> _TASK DETAILS_: All entries must be given again exactly as written.
┄┄┄┄┄┄┄┄┄┄┄┄┄┄┄┄┄┄┄┄
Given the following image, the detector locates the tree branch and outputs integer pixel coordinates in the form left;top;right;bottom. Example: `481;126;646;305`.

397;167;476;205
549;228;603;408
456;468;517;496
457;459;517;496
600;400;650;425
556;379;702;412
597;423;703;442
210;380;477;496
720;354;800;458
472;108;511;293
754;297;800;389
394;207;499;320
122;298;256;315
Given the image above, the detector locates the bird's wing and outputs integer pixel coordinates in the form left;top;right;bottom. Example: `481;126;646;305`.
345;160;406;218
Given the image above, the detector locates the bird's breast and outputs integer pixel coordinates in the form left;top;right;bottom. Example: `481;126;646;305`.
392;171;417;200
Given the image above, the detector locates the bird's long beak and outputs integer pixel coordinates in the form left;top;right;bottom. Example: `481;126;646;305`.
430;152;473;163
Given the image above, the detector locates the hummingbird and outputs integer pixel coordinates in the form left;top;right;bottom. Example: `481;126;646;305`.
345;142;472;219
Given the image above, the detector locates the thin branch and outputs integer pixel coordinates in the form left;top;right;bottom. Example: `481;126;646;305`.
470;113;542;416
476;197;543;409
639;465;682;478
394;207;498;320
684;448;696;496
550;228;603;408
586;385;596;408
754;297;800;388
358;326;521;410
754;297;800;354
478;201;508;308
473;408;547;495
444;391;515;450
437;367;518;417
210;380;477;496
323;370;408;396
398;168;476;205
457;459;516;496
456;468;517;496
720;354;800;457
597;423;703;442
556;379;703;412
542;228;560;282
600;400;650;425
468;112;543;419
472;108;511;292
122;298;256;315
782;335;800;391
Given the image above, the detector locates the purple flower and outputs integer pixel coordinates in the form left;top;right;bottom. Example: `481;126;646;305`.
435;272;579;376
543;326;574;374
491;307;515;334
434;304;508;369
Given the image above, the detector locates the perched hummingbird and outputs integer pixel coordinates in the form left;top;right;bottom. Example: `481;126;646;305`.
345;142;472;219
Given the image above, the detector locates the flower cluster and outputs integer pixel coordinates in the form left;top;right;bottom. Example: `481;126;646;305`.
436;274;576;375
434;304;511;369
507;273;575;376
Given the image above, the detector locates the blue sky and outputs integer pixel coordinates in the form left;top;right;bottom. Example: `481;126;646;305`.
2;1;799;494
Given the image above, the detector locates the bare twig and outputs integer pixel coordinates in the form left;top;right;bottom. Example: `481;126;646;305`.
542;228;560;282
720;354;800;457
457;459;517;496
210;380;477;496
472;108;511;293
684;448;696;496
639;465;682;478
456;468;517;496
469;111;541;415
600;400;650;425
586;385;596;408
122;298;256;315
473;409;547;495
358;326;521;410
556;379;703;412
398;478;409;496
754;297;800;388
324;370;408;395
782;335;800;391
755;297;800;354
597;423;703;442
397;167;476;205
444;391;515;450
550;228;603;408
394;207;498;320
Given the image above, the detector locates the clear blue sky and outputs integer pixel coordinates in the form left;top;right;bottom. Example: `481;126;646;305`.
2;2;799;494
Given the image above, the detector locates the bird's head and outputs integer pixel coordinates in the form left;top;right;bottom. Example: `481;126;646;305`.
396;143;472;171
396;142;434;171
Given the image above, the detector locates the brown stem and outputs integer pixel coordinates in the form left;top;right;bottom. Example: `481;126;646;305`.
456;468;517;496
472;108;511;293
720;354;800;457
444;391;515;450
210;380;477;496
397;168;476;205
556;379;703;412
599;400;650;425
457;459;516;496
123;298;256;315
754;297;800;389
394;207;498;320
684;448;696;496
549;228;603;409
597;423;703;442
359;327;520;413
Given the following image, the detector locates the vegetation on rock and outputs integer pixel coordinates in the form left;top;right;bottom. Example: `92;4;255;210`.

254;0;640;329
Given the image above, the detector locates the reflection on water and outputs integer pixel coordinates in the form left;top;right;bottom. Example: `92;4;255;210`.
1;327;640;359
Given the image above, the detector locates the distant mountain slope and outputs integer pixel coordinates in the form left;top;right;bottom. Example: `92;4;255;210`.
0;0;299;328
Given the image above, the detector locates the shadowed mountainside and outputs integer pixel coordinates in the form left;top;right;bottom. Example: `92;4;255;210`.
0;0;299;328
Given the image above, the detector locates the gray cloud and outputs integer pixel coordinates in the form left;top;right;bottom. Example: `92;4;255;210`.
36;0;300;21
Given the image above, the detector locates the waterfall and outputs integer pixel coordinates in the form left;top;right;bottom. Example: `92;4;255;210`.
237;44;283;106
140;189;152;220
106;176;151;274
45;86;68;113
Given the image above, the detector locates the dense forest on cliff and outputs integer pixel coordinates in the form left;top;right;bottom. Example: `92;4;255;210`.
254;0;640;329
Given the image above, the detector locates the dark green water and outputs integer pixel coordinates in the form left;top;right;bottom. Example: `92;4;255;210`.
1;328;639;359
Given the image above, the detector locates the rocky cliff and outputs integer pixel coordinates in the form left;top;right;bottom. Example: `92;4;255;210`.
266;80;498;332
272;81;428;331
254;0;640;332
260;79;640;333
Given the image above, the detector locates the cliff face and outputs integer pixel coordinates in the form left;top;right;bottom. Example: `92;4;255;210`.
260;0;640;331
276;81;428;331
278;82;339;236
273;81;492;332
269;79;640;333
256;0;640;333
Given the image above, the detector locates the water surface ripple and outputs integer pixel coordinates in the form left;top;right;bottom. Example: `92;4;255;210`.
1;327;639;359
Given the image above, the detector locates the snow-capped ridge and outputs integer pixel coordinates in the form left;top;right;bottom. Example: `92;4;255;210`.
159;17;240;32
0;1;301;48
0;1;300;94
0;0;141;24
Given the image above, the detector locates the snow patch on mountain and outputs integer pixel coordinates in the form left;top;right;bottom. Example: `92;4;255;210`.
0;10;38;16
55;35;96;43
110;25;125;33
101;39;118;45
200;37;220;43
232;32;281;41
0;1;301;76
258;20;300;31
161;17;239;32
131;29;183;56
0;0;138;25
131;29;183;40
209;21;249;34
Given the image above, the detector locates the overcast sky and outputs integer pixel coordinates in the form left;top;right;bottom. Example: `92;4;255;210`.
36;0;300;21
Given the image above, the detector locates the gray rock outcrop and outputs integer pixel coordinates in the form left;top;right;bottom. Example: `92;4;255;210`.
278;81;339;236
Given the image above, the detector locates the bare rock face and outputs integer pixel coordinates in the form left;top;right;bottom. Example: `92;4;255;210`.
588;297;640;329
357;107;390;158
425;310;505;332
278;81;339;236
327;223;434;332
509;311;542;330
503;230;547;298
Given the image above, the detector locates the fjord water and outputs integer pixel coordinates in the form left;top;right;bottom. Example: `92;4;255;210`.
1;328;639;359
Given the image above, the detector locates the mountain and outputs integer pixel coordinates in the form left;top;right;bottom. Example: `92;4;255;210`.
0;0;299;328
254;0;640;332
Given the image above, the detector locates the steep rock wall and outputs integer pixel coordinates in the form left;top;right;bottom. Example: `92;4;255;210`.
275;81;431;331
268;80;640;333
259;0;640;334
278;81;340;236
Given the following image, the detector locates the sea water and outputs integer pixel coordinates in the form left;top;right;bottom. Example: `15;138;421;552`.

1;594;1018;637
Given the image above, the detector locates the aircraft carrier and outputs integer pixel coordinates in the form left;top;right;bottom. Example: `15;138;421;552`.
┄┄┄┄┄┄┄┄┄┄┄┄┄┄┄┄┄┄┄┄
> _ANSWER BOX_:
Given the following image, the detector locates the tree branch and outputs integer pixel coordinates in the form left;top;right;bottom. Example: `481;126;646;305`.

397;167;476;205
549;228;603;408
456;468;517;496
457;459;517;496
600;400;650;425
556;379;702;412
597;423;703;442
210;380;477;496
720;354;800;458
472;108;511;293
754;297;800;389
394;207;499;320
122;298;256;315
Given the image above, the detector locates the bird's wing and outputs integer pixel coordinates in the form left;top;right;bottom. Example: `481;126;646;305`.
345;160;406;218
Given the image above, the detector locates the bird's breast and outputs integer pixel coordinates in the form left;top;right;bottom. Example: `481;126;646;305`.
392;171;417;200
Given the image above, the detector locates the bird's long beak and outputs integer pixel coordinates in the form left;top;right;bottom. Example: `481;126;646;305`.
430;152;473;163
Given the image above, the detector locates the hummingbird and outputs integer pixel coordinates in the form left;top;right;bottom. Example: `481;126;646;305`.
345;142;472;219
Given the image above, the detector locates the thin branch and outputs integer pixel coordinates in the form left;top;right;bottom. Example: `481;126;646;305`.
470;113;542;416
476;197;543;409
639;465;682;478
394;207;498;320
684;448;696;496
550;228;603;408
586;385;596;408
754;297;800;388
358;326;521;410
754;297;800;354
478;201;508;308
473;408;547;495
444;391;515;450
437;367;518;417
210;380;477;496
323;370;408;396
398;168;476;205
457;459;516;496
456;468;517;496
720;354;800;457
597;423;703;442
556;379;703;412
542;228;560;282
600;400;650;425
468;112;543;419
472;108;511;292
122;298;256;315
782;335;800;391
Given the image above, the detector locates the purple flower and outputs integer pixel coordinates in the form left;top;right;bottom. Example: `481;126;646;305`.
435;272;579;376
543;326;574;374
491;307;515;334
434;304;508;369
Given the image above, the detector locates the perched hummingbird and outputs integer pixel coordinates in the form left;top;right;bottom. Example: `481;126;646;305`.
345;142;472;219
Given the image above, the detector locates the flower cluster and outputs integer pixel coordinates in the form left;top;right;bottom. Example: `481;126;646;305`.
436;274;576;375
434;304;511;369
507;273;575;376
Given the image above, the detector locates the blue sky and outputs integer pixel coordinates in the form left;top;right;bottom. Example: `481;126;646;305`.
2;1;799;494
Given the image above, the detector locates the bare twig and outputs integer pixel coordinates in the form left;top;right;bottom. Example: `481;126;646;305`.
542;228;560;282
720;354;800;457
457;459;517;496
210;380;477;496
472;108;511;293
684;448;696;496
639;465;682;478
456;468;517;496
469;111;541;415
600;400;650;425
586;385;596;408
122;298;256;315
473;409;547;495
358;326;521;410
556;379;703;412
398;478;409;496
754;297;800;388
324;370;408;395
782;335;800;391
755;297;800;354
597;423;703;442
397;167;476;205
444;391;515;450
550;228;603;408
394;207;498;320
Given the image above, the detector locates the clear blue sky and outputs integer pixel coordinates in the form left;top;right;bottom. Example: `481;126;646;305`.
2;2;799;494
Given the image above, the detector locates the bird's head and outputs integer pixel coordinates in the form left;top;right;bottom. Example: `481;126;646;305`.
396;143;472;171
396;142;434;171
Given the image above, the detector locates the brown stem and outputs integer pixel coordinates in the form left;top;right;bottom. Example: `481;126;646;305`.
456;468;517;496
472;108;511;293
720;354;800;457
444;391;515;450
210;380;477;496
397;168;476;205
556;379;703;412
599;400;650;425
457;459;516;496
123;298;256;315
754;297;800;389
394;207;498;320
684;448;696;496
549;228;603;409
597;423;703;442
359;327;520;413
Given the following image, the detector locates the vegetation on rock and outputs integer pixel coordinates in the form left;top;right;bottom. Example: `92;4;255;210`.

254;0;640;329
Given the image above, the detector locates the reflection on water and outputs integer pixel coordinates in the form left;top;right;bottom. Example: `92;4;255;210`.
1;327;640;359
Given the image above, the detector locates the distant mountain slope and outputs integer pixel coordinates in the form left;top;right;bottom. Example: `92;4;255;210`.
0;0;299;328
Given the image above, the detector locates the shadowed mountainside and outputs integer pixel coordinates in the form left;top;right;bottom. Example: `92;4;255;210`.
0;0;299;328
Given the image above, the detector locates the gray cloud and outputs integer pixel coordinates in the form left;top;right;bottom. Example: `92;4;255;210`.
36;0;300;21
Given the image above, the detector locates the waterfall and outputs integer pixel coordinates in the form left;top;right;bottom. Example: `92;4;255;210`.
237;44;283;106
140;189;152;220
106;176;151;274
45;86;68;113
Given the image above, the detector locates the dense forest on cliff and outputs integer pixel coordinates in the form left;top;right;bottom. Example: `92;4;255;210`.
254;0;640;329
Given the image above, the detector locates the dark green water and outputs integer pixel coordinates in the form left;top;right;bottom. Example: `92;4;255;210`.
1;328;639;359
Given the image above, the detector locates the rocky cliff and outputs integer pixel coordinates in the form left;top;right;bottom. Example: `92;4;255;210`.
266;80;498;332
272;81;428;331
254;0;640;332
260;79;640;333
Given the image above, the detector locates the cliff face and outputs integer pixel coordinates in the form left;top;right;bottom. Example: `92;4;255;210`.
260;0;640;331
276;81;428;331
278;82;339;236
273;81;492;332
269;79;640;333
256;0;640;333
Given the image above, the detector locates the water surface ripple and outputs integer pixel coordinates in the form left;top;right;bottom. Example: `92;4;255;210`.
1;327;639;359
Given the image above, the detector locates the snow-capped ridge and outputs integer pixel coordinates in the form left;top;right;bottom. Example: `92;4;255;210`.
159;17;240;32
0;1;301;48
0;1;300;94
0;0;141;24
Given the image above, the detector locates the snow patch on mountain and outputs integer pixel coordinates in the form left;top;right;bottom. Example: `92;4;255;210`.
0;10;38;16
55;35;96;43
110;25;125;33
101;39;118;45
200;37;220;43
232;32;281;41
0;1;301;76
258;20;300;31
161;17;239;32
131;29;183;56
0;0;138;25
131;29;183;40
209;21;249;34
Given the image above, the detector locates the overcast sky and outputs integer pixel coordinates in the form left;top;right;bottom. Example: `92;4;255;210`.
36;0;300;21
Given the image above, the detector locates the gray rock outcrop and outputs integer pixel coordinates in the form left;top;right;bottom. Example: `92;4;255;210`.
278;81;339;236
Given the image above, the detector locates the bare rock face and outputs integer pixel coordinates in the form left;top;right;bottom. Example: `92;4;255;210`.
588;297;640;329
357;107;390;158
425;310;505;332
278;81;339;236
327;223;434;332
509;311;542;330
503;230;547;298
Given the image above, the detector locates the fjord water and outputs integer pixel coordinates in the form left;top;right;bottom. Example: `92;4;255;210`.
1;328;639;359
Given the image above, the detector locates the mountain and outputs integer pixel coordinates in the form left;top;right;bottom. Example: `92;4;255;210`.
0;0;299;328
254;0;640;332
Given the image above, the detector locates the steep rock wall and outputs integer pixel coordinates in the form left;top;right;bottom. Example: `92;4;255;210`.
275;81;431;331
268;80;640;333
259;0;640;334
278;81;340;236
Given the following image, the detector locates the sea water and outputs integer pixel coordinates in the form left;top;right;bottom. Example: `15;138;421;552`.

1;594;1018;637
Given the image above, the detector locates the aircraft carrier and outputs integer pixel coordinates in the form left;top;right;bottom. Example: `15;138;421;552`.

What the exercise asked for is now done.